▶ [Page extract]:
What is transcription mediated by?
RNAP 2 machinery
Sequence specific DNA binding transcription factors
coactivators and corepressors
elongation factors
Transcription factor activity can be altered by what?
protein degradation, post translational modifications, and ligand binding
What are the possible mechanisms for how a transcription factor works?
it stimulates the recruitment and binding of general transcription factors (GTFs) and RNAP 2
or
it stimulates the enzymatic activity of GTFs and RNAP 2
or
interacts with chromatin remodeling and modification complexes
What is the binding of DNA binding domain motifs?
specific hydrogen bonds and or hydrophobic interactions between amino acid functional groups and base pairs
What is the most common motif (recognition pattern)?
interaction between an alpha-helical domain of the protein and about 5 base pairs within the major groove of the DNA
exception is TATA box binding protein
What is the helix turn helix DNA binding motif?
2 alpha helices linked by a short turn
the 2nd, the recognition helix, fits into the major groove of the DNA where its amino acid side chains make specific contacts to recognize and bind to a particular DNA sequence and the other helix helps stabilize this interaction
How are homobox genes and homeodomain proteins an example of the H2H motif?
homobox genes produce homeodomain proteins and in the fruit fly they have colinear expression
the order of the gene is important and a homeotic mutation could cause body parts to be in the wrong place
What do Hox genes do? What codes for it?

▶ [Data extract]:
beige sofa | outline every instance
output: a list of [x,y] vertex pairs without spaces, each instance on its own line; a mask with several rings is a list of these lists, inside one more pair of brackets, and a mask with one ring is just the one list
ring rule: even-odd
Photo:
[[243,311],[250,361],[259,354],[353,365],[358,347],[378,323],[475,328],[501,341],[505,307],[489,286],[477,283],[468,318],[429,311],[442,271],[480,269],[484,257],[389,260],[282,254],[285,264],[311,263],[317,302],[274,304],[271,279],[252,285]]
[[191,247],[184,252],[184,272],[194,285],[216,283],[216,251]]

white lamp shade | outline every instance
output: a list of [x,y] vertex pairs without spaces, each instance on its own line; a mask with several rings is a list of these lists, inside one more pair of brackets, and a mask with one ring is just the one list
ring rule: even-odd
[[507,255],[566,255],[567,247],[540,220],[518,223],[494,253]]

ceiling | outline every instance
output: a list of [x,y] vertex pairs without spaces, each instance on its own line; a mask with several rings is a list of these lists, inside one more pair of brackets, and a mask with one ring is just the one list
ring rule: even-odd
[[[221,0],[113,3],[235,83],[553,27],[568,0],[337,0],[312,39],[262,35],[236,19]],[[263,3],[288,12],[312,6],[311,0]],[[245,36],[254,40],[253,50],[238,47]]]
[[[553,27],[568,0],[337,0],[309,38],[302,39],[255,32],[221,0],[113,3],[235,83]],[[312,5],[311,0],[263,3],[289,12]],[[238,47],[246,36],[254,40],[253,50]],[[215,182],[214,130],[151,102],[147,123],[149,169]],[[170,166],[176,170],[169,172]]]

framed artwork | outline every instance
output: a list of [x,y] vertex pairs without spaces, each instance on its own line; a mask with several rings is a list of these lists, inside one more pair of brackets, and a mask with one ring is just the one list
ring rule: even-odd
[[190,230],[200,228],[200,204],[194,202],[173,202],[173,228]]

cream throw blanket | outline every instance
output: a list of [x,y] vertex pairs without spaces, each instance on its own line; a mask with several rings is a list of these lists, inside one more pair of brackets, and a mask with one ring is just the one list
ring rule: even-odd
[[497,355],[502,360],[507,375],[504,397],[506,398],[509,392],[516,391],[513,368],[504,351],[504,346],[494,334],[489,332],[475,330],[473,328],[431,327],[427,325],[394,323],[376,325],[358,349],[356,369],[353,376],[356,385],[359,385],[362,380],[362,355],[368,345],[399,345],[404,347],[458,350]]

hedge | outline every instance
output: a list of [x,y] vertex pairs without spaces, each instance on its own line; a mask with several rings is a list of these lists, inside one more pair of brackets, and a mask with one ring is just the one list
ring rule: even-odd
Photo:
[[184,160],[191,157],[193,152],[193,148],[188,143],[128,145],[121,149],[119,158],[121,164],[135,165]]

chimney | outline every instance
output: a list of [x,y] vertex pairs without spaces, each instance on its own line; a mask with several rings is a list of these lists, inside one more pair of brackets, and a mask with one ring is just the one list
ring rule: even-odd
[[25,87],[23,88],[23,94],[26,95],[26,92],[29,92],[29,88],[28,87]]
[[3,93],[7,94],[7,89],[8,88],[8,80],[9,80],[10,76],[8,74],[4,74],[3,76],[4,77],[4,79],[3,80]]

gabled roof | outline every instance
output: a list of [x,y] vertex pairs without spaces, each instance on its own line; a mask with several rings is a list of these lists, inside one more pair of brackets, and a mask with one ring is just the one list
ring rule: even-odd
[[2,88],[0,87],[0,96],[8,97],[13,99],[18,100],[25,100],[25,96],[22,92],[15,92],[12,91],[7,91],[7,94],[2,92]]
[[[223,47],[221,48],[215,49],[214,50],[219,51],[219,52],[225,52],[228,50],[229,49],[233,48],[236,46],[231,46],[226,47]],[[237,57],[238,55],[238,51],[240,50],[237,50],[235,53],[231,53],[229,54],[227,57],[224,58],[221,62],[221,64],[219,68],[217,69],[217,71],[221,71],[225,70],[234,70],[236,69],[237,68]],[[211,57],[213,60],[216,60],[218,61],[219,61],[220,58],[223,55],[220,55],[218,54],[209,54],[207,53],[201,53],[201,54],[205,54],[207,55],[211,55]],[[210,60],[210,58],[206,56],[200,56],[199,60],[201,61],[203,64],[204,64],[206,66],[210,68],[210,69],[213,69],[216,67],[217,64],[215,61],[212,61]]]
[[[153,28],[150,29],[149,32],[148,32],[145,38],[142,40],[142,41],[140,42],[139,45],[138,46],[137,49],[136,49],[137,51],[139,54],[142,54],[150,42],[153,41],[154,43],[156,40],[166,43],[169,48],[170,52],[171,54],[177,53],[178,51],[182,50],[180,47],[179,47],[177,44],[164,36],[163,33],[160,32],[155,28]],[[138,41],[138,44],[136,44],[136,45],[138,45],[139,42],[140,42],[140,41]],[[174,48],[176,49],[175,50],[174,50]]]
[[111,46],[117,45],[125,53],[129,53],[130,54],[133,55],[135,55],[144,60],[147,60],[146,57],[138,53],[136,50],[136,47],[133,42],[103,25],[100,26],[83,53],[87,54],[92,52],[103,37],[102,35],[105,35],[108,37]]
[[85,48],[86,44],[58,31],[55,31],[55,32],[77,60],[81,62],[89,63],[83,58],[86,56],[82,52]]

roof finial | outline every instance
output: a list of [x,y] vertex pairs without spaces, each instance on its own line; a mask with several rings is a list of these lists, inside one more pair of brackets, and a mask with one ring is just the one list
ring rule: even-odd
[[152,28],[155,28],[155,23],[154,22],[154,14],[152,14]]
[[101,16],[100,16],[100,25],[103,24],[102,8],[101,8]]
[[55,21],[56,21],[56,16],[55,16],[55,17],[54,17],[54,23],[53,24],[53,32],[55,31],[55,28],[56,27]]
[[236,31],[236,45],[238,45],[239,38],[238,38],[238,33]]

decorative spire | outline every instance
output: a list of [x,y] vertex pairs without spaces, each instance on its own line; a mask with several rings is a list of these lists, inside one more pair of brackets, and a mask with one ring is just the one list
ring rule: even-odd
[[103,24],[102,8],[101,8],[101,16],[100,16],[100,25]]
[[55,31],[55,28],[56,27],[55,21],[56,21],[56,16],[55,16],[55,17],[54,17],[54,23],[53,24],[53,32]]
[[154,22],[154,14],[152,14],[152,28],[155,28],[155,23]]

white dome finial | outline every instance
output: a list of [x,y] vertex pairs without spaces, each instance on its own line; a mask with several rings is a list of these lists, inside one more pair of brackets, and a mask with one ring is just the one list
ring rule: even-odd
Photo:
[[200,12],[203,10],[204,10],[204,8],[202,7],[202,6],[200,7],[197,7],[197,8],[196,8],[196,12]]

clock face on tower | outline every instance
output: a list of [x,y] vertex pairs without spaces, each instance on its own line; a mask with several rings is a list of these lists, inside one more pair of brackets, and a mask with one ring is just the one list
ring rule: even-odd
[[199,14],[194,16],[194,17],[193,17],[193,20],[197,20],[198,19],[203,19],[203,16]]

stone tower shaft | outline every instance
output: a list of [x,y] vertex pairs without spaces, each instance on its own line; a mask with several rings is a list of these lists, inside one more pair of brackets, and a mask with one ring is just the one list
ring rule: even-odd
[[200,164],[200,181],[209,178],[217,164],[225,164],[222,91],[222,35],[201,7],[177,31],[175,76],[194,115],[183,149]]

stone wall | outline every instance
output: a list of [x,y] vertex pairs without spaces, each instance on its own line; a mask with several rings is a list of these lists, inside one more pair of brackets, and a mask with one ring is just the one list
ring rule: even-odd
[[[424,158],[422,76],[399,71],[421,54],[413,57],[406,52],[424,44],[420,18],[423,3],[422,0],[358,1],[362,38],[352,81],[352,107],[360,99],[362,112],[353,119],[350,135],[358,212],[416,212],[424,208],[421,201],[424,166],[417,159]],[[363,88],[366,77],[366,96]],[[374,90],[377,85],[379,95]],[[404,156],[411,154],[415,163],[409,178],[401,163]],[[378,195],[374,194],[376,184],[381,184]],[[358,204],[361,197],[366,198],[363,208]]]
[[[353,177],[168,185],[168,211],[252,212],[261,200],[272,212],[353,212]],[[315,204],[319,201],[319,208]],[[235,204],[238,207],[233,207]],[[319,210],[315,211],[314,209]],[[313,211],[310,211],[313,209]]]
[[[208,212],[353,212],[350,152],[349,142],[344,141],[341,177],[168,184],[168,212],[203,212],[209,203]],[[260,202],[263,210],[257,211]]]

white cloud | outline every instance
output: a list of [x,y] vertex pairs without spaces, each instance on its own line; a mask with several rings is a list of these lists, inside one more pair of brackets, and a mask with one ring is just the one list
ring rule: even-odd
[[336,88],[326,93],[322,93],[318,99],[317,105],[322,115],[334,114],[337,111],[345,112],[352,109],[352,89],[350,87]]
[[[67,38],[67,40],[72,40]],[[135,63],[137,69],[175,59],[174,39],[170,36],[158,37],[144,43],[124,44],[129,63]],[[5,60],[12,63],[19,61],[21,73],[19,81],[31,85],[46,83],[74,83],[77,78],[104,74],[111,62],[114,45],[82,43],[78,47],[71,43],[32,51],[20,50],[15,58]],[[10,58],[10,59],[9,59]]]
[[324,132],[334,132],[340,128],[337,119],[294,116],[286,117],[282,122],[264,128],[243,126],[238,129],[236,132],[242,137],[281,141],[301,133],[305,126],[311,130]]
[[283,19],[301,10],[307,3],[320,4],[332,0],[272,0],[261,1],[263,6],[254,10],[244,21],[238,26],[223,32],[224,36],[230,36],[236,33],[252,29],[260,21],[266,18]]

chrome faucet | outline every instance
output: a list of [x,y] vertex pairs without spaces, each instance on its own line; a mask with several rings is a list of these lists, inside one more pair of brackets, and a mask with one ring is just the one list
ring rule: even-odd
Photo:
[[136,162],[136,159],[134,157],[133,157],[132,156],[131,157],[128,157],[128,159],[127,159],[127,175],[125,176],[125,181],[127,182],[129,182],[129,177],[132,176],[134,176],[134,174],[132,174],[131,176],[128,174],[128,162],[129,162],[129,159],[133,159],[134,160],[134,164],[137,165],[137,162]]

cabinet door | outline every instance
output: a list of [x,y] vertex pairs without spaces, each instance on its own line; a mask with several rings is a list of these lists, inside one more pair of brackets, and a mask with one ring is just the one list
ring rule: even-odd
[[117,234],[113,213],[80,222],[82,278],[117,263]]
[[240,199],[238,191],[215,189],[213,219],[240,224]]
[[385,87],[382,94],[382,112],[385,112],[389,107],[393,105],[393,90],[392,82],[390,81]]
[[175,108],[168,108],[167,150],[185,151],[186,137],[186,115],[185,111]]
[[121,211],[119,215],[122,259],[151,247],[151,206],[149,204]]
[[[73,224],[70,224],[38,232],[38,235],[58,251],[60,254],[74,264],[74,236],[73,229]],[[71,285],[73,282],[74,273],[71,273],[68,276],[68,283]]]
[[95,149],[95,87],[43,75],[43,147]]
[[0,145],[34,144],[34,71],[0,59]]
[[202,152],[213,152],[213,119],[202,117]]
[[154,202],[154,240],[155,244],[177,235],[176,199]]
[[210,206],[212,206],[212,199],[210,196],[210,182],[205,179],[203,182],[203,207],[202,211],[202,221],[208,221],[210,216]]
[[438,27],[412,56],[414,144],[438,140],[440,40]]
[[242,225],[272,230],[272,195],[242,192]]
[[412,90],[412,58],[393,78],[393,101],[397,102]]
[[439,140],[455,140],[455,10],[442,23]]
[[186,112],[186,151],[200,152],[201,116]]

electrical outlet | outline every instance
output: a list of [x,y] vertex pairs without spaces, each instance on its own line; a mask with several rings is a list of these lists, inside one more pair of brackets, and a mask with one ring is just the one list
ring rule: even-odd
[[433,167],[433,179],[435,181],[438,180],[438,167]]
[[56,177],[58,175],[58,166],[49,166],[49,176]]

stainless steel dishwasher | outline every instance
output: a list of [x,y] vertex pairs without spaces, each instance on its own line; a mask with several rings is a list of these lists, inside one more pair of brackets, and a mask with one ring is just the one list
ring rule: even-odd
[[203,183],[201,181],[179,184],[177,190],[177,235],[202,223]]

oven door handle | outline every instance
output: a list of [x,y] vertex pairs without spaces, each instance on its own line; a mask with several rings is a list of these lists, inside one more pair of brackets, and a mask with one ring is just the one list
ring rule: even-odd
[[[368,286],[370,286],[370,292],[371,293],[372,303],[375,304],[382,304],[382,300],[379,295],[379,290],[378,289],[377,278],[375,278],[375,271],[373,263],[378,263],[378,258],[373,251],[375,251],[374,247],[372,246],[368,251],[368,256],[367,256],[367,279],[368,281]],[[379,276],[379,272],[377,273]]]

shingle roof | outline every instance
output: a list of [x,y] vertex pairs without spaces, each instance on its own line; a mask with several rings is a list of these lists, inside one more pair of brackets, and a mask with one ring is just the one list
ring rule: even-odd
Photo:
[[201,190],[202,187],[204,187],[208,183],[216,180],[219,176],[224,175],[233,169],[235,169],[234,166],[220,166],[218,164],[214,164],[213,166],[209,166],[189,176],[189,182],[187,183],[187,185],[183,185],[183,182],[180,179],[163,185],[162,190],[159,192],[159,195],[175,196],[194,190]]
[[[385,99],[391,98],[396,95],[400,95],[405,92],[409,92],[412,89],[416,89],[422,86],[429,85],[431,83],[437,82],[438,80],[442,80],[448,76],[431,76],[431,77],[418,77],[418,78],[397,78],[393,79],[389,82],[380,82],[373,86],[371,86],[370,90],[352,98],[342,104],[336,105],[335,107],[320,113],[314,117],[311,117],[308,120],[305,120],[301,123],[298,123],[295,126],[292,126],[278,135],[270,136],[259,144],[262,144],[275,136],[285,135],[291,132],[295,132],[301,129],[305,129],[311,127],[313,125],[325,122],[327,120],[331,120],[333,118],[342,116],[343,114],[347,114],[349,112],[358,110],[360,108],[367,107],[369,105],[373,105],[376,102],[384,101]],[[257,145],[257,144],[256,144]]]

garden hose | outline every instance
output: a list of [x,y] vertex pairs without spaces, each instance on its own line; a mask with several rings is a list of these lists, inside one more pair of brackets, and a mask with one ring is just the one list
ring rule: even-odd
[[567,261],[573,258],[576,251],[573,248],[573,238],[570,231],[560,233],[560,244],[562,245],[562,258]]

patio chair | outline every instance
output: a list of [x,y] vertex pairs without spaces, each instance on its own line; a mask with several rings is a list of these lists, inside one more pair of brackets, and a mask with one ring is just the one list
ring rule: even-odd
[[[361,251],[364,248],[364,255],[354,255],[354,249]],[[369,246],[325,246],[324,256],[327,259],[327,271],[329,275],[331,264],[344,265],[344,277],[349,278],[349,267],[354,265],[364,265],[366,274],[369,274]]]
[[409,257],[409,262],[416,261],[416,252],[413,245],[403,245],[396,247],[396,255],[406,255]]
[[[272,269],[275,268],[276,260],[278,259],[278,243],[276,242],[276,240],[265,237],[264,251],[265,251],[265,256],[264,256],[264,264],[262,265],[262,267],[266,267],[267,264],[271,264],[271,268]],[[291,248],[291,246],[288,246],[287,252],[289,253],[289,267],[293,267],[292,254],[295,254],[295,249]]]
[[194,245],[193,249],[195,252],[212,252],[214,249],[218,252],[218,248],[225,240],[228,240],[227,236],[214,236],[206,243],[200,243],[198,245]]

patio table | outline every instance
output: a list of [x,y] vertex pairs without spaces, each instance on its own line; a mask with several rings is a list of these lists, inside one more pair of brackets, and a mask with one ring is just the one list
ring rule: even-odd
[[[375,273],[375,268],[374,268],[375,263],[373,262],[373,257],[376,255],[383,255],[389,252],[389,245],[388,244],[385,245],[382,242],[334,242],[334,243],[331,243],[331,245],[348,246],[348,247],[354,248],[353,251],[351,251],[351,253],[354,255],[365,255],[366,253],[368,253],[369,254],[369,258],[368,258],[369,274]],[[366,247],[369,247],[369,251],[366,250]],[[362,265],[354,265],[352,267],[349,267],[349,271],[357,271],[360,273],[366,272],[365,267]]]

▶ [To do]:
A. In the transcription factor notes, what is named as the exception to the most common DNA recognition pattern?
B. Carry on the transcription factor notes from their last line, keeping the same question-and-answer format.

▶ [Numbered answers]:
A. The TATA box binding protein.

B.
encode transcription factors
the homeobox codes for the DNA binding domain (homeodomain) of the Hox protein
How does the position of Hox genes matter in the fruit fly?
their position in the cluster correlates with its expression in the fruit fly… 3’ and 5’ Hox genes are expressed in the anterior and posterior portions of developing embryos
What is the Zinc finger (Zif) DNA binding motif? What is the classic finger?
protein motif that contains a zinc atom coordinated by cysteine and/or histidine amino acids
it binds to specific DNA sequences acting like a key in a lock to stabilize a folded structure…alpha helix that fits into the major groove of the DNA double helix
Classic finger is Cys2-His2 pattern
What are glucocorticoid receptor zinc fingers?
zinc finger motif
structural domains within the GR’s DNA binding region that are essential for binding to specific DNA sequences and regulating gene transcription
the GR binds DNA as a homodimer
Which part of the zinc finger interacts with the major groove of the DNA?
the alpha helix
What are 2 examples of a dimerization domain?
Basic Leucine zipper (bZIP)
Basic helix loop helix (BHLH)
What is a basic leucine zipper? How does dimerization take place?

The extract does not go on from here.